EXERCISE INPUT: Begin

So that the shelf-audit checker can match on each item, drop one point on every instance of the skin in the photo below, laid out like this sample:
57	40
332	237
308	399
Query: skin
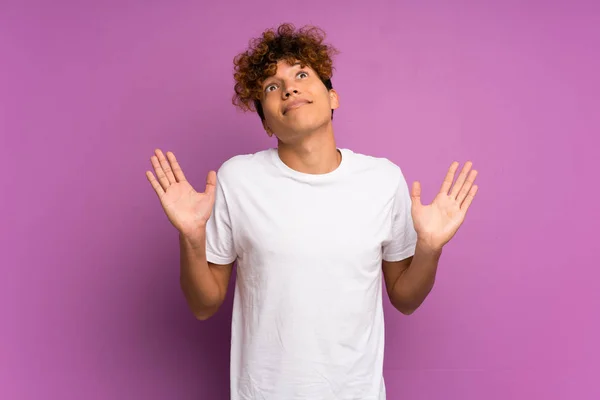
307	144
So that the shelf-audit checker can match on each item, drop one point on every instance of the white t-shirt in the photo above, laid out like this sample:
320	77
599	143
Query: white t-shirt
308	315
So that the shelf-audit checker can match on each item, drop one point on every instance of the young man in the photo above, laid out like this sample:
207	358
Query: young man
315	229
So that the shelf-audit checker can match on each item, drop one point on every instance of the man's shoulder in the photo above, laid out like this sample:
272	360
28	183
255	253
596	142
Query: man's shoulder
244	164
378	166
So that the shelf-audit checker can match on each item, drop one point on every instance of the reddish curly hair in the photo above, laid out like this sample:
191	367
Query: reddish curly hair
259	61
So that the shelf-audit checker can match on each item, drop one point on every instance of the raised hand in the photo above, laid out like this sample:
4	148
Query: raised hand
439	221
186	209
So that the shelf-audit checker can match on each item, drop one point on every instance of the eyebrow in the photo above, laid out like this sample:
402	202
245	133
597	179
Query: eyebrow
270	78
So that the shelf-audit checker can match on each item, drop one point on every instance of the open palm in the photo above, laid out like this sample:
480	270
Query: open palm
187	209
438	222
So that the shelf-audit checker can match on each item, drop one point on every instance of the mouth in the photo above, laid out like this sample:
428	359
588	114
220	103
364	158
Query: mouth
295	105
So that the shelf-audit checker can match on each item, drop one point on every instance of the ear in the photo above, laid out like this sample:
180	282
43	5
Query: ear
267	129
334	99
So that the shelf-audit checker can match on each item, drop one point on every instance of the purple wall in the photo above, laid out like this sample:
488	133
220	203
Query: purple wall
89	294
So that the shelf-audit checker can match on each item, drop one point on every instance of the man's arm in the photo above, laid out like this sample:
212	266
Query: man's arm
409	281
204	284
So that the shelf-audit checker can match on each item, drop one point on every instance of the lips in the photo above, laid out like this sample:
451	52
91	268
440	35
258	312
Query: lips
294	104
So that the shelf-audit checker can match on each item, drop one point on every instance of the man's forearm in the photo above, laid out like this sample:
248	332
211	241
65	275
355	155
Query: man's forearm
198	283
414	283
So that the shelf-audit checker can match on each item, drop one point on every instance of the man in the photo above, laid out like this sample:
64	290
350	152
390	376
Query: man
314	230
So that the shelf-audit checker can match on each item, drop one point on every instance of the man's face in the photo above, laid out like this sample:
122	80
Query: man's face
296	102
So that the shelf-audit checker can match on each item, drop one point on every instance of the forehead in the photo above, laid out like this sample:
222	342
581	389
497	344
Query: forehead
285	66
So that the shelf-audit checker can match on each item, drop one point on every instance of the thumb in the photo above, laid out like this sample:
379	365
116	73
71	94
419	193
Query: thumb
415	194
211	183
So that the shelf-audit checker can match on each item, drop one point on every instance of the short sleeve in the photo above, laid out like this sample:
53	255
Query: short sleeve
403	237
220	247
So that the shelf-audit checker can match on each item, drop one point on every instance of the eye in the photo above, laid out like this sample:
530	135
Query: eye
270	88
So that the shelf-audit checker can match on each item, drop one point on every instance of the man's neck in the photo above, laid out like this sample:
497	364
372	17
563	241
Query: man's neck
316	153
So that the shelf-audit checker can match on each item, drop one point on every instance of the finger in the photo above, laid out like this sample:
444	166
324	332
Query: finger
211	183
467	186
461	179
165	166
160	174
449	178
157	188
415	194
469	199
177	171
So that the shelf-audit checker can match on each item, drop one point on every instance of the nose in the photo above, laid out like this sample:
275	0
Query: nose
288	92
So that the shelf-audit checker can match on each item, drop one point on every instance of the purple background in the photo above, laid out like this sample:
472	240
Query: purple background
89	292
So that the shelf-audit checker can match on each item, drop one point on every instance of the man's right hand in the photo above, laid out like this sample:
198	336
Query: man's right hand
186	209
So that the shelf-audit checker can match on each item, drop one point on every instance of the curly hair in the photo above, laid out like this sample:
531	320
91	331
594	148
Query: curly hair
259	61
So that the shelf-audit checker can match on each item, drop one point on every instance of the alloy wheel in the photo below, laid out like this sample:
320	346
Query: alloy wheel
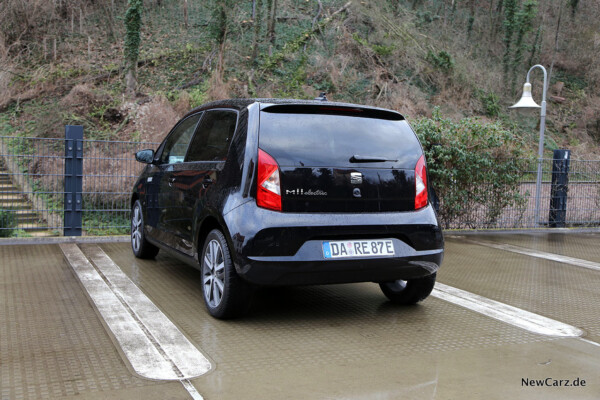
213	273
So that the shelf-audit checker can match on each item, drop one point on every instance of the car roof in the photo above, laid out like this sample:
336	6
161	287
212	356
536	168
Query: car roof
240	104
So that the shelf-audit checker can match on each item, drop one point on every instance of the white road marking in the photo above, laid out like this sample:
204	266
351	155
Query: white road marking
152	344
539	254
503	312
191	390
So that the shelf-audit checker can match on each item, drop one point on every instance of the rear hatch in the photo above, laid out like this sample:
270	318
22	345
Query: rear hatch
341	159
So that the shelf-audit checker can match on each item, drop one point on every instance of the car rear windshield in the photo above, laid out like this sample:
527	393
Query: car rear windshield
338	139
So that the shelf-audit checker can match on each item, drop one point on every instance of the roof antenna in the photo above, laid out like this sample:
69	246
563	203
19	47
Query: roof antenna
322	97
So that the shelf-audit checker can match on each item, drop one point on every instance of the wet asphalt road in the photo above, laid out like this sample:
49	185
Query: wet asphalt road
317	342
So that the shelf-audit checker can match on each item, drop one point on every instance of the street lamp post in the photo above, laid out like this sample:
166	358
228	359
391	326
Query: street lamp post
527	102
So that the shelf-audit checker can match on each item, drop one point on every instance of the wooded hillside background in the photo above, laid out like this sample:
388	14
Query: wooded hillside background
128	69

EXERCISE INPUT: End

◆ **WHAT IS REQUIRED**:
All entries must be written out again exactly as given, with no pictures in the copy.

◆ **EXERCISE SOLUTION**:
So that the shelf-audit checker can match on each item, drop one point on every instance of the skin in the photo below, laid out like this sample:
57	40
332	237
308	399
Query: skin
307	144
So that the shelf-audit checker can match on each item, drop one point on every instance of the white t-shirt in the photo above, laid out like this sample:
320	77
599	143
Query: white t-shirt
308	315
So that the shelf-audit checker can match on each item, drop one point on every instance of the young man in the photo above, laid out like this sample:
207	358
Query: young man
315	229
So that the shelf-audit checker can match on each item, drop one point on every instance of the man's shoulder in the photo above, laid out like this sample:
272	360
28	183
255	253
596	142
Query: man's shoulder
244	164
378	166
So that the shelf-audit checker can match on each item, drop one point on every instance of the reddish curly hair in the photo above, laid out like this sample:
191	367
Query: reddish curly hair
259	61
So that the shelf-audit checker can match on each item, drop one point on every instance of the raised hand in the photo above, laid out like this sample:
4	148
Query: raised hand
439	221
186	209
So that the shelf-audit checker can match on each item, drop one point on every instance of the eyebrow in the photo above, laid out like this sample:
402	202
245	133
597	179
Query: eyebrow
270	78
So that the shelf-audit checker can match on each item, drop one point on every instance of the open palm in the photo above, laid out like this sample:
480	270
Query: open palm
187	209
438	222
So that the shelf-audit checker can match on each item, drop one point on every instance of the mouth in the photo above, laid out like this sample:
428	359
588	114
220	103
364	158
Query: mouth
295	105
So that the shelf-audit checker can match on each item, drop one point on every instance of the ear in the photo above, laid out like this sample:
180	282
43	5
Query: ear
267	129
334	99
So that the shelf-audit checker can match on each item, drop one point on every instance of the purple wall in the photo above, laid out like this sample:
488	133
220	203
Query: purple wall
89	294
So that the shelf-audit checker can match on each item, drop one point on every instance of the man's arm in the photo above, laid out like this sample:
212	266
Query: man's arm
409	281
204	284
So that the shelf-audit checker can match on each item, drop one point on every instance of the lips in the photo above, laid out like this sample:
451	52
91	268
440	35
258	312
Query: lips
294	104
So that the shelf-audit checker can match on each item, drop one point on every instance of the man's forearm in the photo above, laid out like this sample:
248	332
211	241
65	275
355	155
Query: man's forearm
198	283
414	283
So that the shelf-audit checker can match on each item, drop one point on every instance of the man in the photo above, laid out like this sample:
64	290
350	152
390	376
Query: man
314	230
So that the shelf-audit checker can match on each item, drop one point on every instance of the man's face in the photo above, laid out like this sample:
122	80
Query: man's face
296	102
So that the shelf-audit checker can match on each item, drop one point on every instance of the forehead in the photo above, laid out like this sample:
222	342
581	389
497	344
Query: forehead
285	66
So that the shelf-audit checker can match on each item, drop one point on every instance of the thumb in the photo above, laid out like this sample:
379	365
116	73
71	94
419	193
Query: thumb
415	194
211	183
So that the shelf-audit checker can match on each item, drop one point on every instance of the short sleeve in the photo above, laid out like this sample:
53	255
Query: short sleeve
403	237
220	247
So that the shelf-audit checker can match on each item, drop one point on every instance of the eye in the photo above, laid out like this sample:
530	135
Query: eye
270	88
So that the shelf-audit checker can match on each item, drop one point on every instance of the man's neck in the photo above, laid out like this sample:
497	364
372	17
563	241
Query: man's neck
316	153
So that the shelf-audit checker can match on each item, drop one point on every instance of the finger in the photo above, laid out like this sample:
444	166
324	332
Query: finger
211	183
467	186
461	179
165	166
160	174
449	178
157	188
415	194
469	199
177	171
So that the shelf-audit checker can match on each item, drop one point on every instance of the nose in the photo above, laid out like this sample:
275	0
Query: nose
288	92
So that the shelf-audit checker can match on each item, drop one point on every instance of the purple background in the photo above, laid out like this sample:
472	240
Query: purple background
89	292
So that the shelf-audit checker can match on each item, drop one point on every instance of the man's right hand in the photo above, laid out like this sample:
198	336
Query: man's right hand
186	209
So that the shelf-audit checker can match on each item, drop one point on every instance of the curly hair in the photo above, laid out like this sample:
531	320
91	331
594	148
Query: curly hair
259	61
So that the shelf-audit checker can match on each item, drop one point on every instance of the alloy wheel in the photo below, laid out like this sample:
320	346
Query: alloy wheel
213	273
So that the shelf-audit checker can match on each item, drop one point on every instance of the car roof in the photo above, laid out like this sample:
336	6
161	287
212	356
536	168
Query: car roof
240	104
So that the shelf-audit checker can match on each item, drop one point on every instance of the white road marking in the photo above, laid out like this sample:
204	266
351	155
Query: white road marking
152	344
539	254
503	312
191	390
So that the shelf-audit checker can match on each item, drop one point on every instance of the rear hatch in the photo above, laid out like this sample:
270	318
22	345
Query: rear hatch
341	159
So that the shelf-audit checker can match on each item, drop one point on every instance of the car rear windshield in the photo above, laid out like this sample:
527	393
Query: car rear windshield
338	139
So that the shelf-audit checker can match on each item, drop one point on every instance of the roof antenna in the photo above, laid out like this sample:
69	246
563	203
19	47
Query: roof antenna
322	97
So that the shelf-audit checker can match on each item, drop one point on every instance of the wet asphalt road in the photo above, laid out like this sample:
49	185
Query: wet asphalt road
317	342
So that the shelf-audit checker can match on each item, drop one point on every instance of the street lamp post in the photo above, laid out like this sample:
166	358
228	359
391	326
Query: street lamp post
527	102
So that the shelf-audit checker can match on each item, drop one point on every instance of the wooded hillside background in the photo above, laid out like this sample:
388	14
Query: wooded hillside background
128	69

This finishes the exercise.